2002 CPEO Military List Archive

From: CPEO Moderator <cpeo@cpeo.org>
Date: 3 Oct 2002 14:17:46 -0000
Reply: cpeo-military
Subject: Re: [CPEO-MEF] "Green Troops"]
 
[POSTED BY Ted Henry <ted@theodorejhenry.com>]

I am not familiar with the magazine GovExec that printed this article
and I will not evaluate its efforts to provide a balanced picture on the
subjects it covers. I will state that I find the article very
interesting. The connections it tries to draw on certain points are
questionable from my perspective.  

For instance, it speaks of the trucks driving in long convoys at first,
before figuring out that it is not good to be such a large target. It
then tries to connect this with not having training in driving the
trucks. The strategy on how to move a convoy does not appear synonymous
with how to handle driving a vehicle in tough terrain. It is not clear
that a lack of training by the troops was the cause for the group
starting out as a convoy. Watching one Discovery or Learning channel
piece on infantry taught me that if a squad of soldiers is down on the
ground, the whole unit does not stand at once to move on - they do it in
groups in order to avoid opening up the entire unit to enemy fire at one
time that may be nearby and, presumably, also to provide one group cover
from the other that is still on the ground.

As for the foxholes, the commander indicated that many of the men were
surprised how much work it took to prepare a defense. It did not say
they did not know how and it did not say that they were physically
unable to do it. This suggests that the knowledge and the physical
fitness were there to do the job. The fact that they may have been
surprised is a perception issue of the individual and, although, I am
not a soldier, I suspect there are many aspects of deployment and battle
that are surprising, regardless of the training.

• • •

→ Action item:
Reproduce the mailing-list post about the "Green Troops" article in full, word for word, from the archive title line through its last sentence.

• • •

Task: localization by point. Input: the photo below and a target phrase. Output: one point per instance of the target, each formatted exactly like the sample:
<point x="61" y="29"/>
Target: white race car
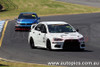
<point x="55" y="35"/>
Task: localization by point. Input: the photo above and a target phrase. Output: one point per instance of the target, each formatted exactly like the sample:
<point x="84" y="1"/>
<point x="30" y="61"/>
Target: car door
<point x="42" y="36"/>
<point x="37" y="32"/>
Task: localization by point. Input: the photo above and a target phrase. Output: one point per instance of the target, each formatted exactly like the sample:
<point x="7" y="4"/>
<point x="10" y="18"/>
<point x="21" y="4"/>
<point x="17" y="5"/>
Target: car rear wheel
<point x="32" y="43"/>
<point x="49" y="45"/>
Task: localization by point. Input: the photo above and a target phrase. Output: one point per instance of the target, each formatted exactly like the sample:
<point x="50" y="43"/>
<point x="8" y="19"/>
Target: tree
<point x="1" y="7"/>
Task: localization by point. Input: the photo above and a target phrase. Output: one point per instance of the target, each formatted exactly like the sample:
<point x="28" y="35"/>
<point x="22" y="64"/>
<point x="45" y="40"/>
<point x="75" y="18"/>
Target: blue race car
<point x="25" y="20"/>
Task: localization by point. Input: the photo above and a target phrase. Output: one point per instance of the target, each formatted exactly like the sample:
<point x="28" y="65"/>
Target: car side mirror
<point x="38" y="17"/>
<point x="77" y="30"/>
<point x="38" y="29"/>
<point x="16" y="18"/>
<point x="43" y="31"/>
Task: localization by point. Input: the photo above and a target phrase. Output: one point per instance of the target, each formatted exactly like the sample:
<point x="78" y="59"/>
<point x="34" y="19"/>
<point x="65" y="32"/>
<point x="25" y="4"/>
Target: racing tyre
<point x="49" y="45"/>
<point x="32" y="44"/>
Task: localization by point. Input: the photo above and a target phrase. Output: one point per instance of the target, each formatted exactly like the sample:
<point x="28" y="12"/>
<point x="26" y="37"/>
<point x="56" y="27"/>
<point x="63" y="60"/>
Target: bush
<point x="1" y="7"/>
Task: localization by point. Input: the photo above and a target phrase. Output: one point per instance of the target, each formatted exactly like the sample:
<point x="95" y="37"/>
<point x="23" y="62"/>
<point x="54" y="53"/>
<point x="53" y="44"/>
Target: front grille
<point x="26" y="24"/>
<point x="71" y="44"/>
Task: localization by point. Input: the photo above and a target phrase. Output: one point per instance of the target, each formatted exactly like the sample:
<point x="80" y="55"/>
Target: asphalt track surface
<point x="16" y="47"/>
<point x="94" y="3"/>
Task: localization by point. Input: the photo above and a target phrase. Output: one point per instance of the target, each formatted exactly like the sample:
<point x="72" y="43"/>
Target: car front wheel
<point x="32" y="43"/>
<point x="49" y="45"/>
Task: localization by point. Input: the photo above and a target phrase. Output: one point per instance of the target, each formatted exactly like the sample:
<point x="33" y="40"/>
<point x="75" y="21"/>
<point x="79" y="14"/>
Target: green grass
<point x="17" y="64"/>
<point x="42" y="7"/>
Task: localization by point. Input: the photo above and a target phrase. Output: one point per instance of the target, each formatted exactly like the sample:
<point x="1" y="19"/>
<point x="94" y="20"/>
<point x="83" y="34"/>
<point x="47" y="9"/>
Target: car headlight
<point x="57" y="39"/>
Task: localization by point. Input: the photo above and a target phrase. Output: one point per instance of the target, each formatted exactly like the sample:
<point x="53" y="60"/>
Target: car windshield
<point x="27" y="16"/>
<point x="60" y="28"/>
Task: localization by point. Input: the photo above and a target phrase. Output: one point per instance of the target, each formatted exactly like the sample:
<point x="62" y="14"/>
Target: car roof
<point x="27" y="13"/>
<point x="53" y="22"/>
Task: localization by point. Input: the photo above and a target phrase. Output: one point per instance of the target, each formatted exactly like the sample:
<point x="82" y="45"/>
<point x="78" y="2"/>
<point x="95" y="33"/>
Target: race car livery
<point x="55" y="35"/>
<point x="25" y="20"/>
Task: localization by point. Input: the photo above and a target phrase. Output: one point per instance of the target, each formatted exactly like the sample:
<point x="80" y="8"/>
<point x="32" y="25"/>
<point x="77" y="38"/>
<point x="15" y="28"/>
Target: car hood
<point x="72" y="35"/>
<point x="26" y="20"/>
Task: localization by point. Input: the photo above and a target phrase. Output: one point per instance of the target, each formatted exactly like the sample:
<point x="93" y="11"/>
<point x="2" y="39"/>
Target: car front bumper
<point x="68" y="45"/>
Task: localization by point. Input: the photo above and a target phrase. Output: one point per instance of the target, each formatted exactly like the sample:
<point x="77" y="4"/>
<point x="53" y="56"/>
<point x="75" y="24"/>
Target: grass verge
<point x="17" y="64"/>
<point x="42" y="7"/>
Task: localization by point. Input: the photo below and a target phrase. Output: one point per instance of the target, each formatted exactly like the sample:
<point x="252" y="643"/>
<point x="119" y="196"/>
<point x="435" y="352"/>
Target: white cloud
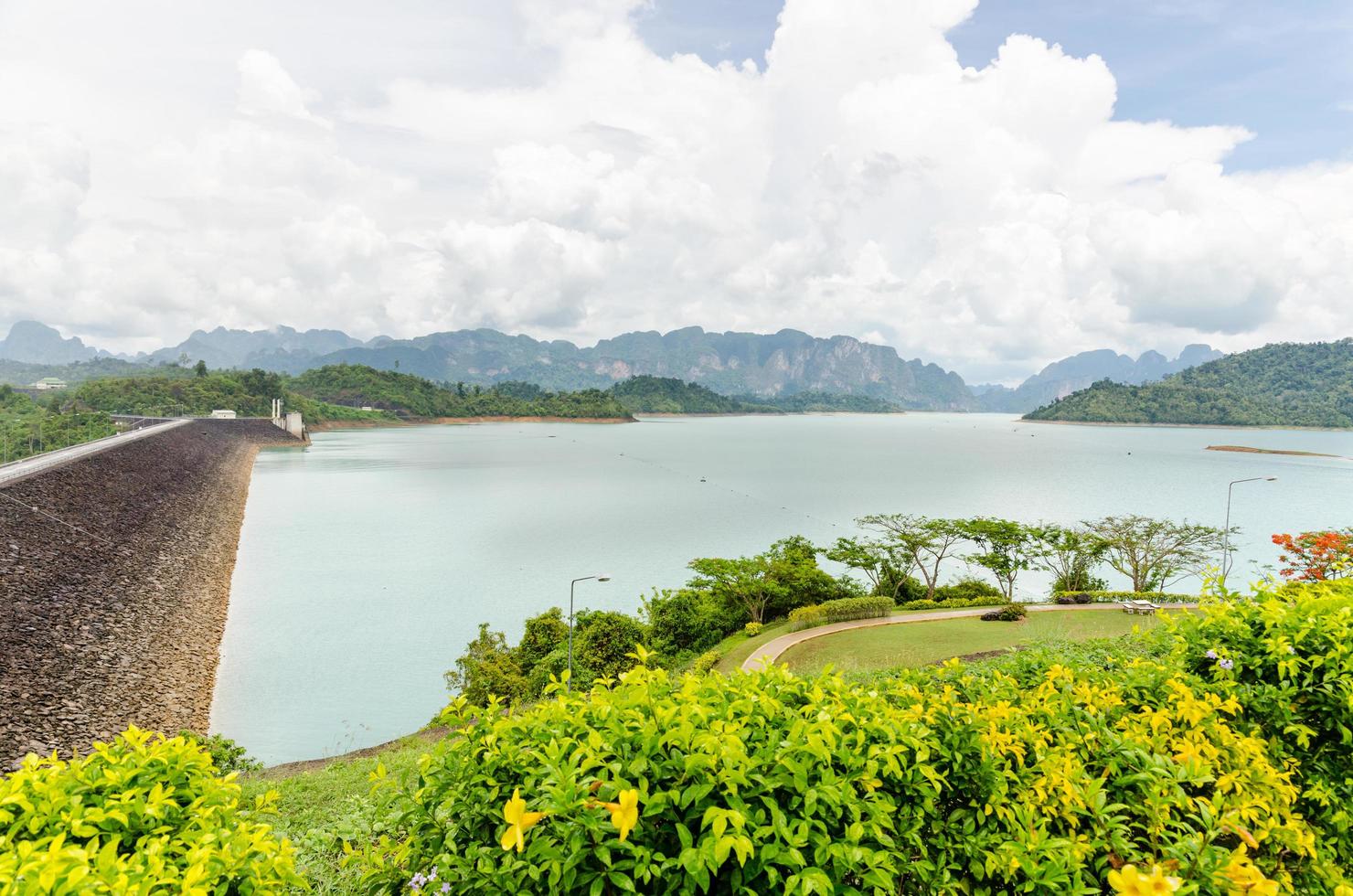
<point x="536" y="166"/>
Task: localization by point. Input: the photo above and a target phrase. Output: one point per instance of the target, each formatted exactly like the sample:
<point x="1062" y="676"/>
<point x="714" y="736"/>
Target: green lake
<point x="368" y="560"/>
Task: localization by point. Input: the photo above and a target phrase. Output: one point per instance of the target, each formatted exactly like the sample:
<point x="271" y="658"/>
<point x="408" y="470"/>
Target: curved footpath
<point x="774" y="648"/>
<point x="114" y="581"/>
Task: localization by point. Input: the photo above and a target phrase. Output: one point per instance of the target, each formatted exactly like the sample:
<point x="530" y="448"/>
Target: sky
<point x="989" y="187"/>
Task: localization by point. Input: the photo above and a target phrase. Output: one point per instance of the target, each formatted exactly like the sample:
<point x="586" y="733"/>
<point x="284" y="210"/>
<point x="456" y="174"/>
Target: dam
<point x="114" y="580"/>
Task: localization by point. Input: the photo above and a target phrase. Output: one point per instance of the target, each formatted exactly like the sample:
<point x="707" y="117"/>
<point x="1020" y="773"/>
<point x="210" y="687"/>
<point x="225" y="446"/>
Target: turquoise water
<point x="367" y="560"/>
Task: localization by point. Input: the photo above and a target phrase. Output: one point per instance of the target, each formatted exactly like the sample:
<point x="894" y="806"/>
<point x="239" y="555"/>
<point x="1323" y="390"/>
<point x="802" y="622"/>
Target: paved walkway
<point x="13" y="473"/>
<point x="772" y="650"/>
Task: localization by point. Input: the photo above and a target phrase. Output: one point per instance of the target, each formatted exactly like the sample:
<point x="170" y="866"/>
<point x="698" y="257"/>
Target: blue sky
<point x="1282" y="69"/>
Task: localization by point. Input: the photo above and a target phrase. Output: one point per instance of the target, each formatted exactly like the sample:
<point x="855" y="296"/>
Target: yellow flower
<point x="1248" y="880"/>
<point x="1134" y="882"/>
<point x="1245" y="879"/>
<point x="518" y="822"/>
<point x="624" y="815"/>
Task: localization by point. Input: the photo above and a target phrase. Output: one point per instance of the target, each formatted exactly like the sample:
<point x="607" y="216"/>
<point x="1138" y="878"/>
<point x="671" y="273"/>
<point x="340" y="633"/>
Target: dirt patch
<point x="431" y="421"/>
<point x="112" y="600"/>
<point x="1271" y="451"/>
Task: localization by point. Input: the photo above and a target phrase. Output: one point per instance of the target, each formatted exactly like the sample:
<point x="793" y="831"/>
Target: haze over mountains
<point x="730" y="363"/>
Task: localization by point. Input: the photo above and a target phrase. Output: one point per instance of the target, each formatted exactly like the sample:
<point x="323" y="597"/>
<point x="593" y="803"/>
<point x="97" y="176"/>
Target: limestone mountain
<point x="34" y="343"/>
<point x="1079" y="371"/>
<point x="1280" y="385"/>
<point x="774" y="364"/>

• • •

→ Answer to this problem:
2002 CPEO Military List Archive

From: CPEO Moderator <cpeo@cpeo.org>
Date: 3 Oct 2002 14:17:46 -0000
Reply: cpeo-military
Subject: Re: [CPEO-MEF] "Green Troops"]
 
[POSTED BY Ted Henry <ted@theodorejhenry.com>]

I am not familiar with the magazine GovExec that printed this article
and I will not evaluate its efforts to provide a balanced picture on the
subjects it covers. I will state that I find the article very
interesting. The connections it tries to draw on certain points are
questionable from my perspective.  

For instance, it speaks of the trucks driving in long convoys at first,
before figuring out that it is not good to be such a large target. It
then tries to connect this with not having training in driving the
trucks. The strategy on how to move a convoy does not appear synonymous
with how to handle driving a vehicle in tough terrain. It is not clear
that a lack of training by the troops was the cause for the group
starting out as a convoy. Watching one Discovery or Learning channel
piece on infantry taught me that if a squad of soldiers is down on the
ground, the whole unit does not stand at once to move on - they do it in
groups in order to avoid opening up the entire unit to enemy fire at one
time that may be nearby and, presumably, also to provide one group cover
from the other that is still on the ground.

As for the foxholes, the commander indicated that many of the men were
surprised how much work it took to prepare a defense. It did not say
they did not know how and it did not say that they were physically
unable to do it. This suggests that the knowledge and the physical
fitness were there to do the job. The fact that they may have been
surprised is a perception issue of the individual and, although, I am
not a soldier, I suspect there are many aspects of deployment and battle
that are surprising, regardless of the training.